▶ [WHAT YOU HAVE TO DO]
Count the lines below that contain the word "Give". Reply with the number alone.

-- Start of DATA RECORDS --

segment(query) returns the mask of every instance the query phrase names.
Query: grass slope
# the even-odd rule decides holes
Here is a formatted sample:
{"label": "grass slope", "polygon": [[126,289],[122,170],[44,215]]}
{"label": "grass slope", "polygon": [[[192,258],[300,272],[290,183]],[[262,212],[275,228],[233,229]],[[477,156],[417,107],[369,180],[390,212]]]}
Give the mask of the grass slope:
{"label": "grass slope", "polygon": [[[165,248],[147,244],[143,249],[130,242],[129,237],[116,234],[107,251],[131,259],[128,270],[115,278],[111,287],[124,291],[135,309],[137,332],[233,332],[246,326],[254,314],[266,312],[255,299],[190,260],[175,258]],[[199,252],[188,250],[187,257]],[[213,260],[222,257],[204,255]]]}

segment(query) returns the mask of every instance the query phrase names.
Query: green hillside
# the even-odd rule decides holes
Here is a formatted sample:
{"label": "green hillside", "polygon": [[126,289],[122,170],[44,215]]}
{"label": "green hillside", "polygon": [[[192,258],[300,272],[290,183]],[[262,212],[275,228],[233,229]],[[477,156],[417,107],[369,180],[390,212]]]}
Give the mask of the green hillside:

-- End of DATA RECORDS --
-- Start of DATA RECORDS --

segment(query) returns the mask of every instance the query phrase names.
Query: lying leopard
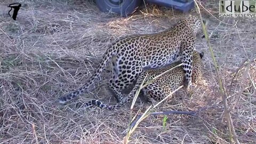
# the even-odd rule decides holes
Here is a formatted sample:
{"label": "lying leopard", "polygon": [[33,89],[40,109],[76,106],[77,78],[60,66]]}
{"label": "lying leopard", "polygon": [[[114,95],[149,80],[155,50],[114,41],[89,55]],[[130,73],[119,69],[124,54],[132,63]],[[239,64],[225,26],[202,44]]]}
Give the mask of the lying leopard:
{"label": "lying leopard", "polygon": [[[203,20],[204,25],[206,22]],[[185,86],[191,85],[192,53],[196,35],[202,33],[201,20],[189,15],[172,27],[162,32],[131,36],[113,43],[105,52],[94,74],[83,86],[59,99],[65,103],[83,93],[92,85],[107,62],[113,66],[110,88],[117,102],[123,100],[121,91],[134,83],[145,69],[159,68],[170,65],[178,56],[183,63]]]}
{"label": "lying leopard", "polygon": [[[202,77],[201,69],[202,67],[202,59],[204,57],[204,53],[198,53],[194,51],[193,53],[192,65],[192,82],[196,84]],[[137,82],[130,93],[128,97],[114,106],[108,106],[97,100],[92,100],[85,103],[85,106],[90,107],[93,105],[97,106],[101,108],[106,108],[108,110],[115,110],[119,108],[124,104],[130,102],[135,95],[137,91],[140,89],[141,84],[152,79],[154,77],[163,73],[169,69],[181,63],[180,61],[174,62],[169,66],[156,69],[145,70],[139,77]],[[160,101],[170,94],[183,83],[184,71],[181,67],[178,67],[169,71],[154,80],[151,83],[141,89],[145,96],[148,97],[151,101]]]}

-- End of DATA RECORDS --

▶ [EXERCISE RESPONSE]
3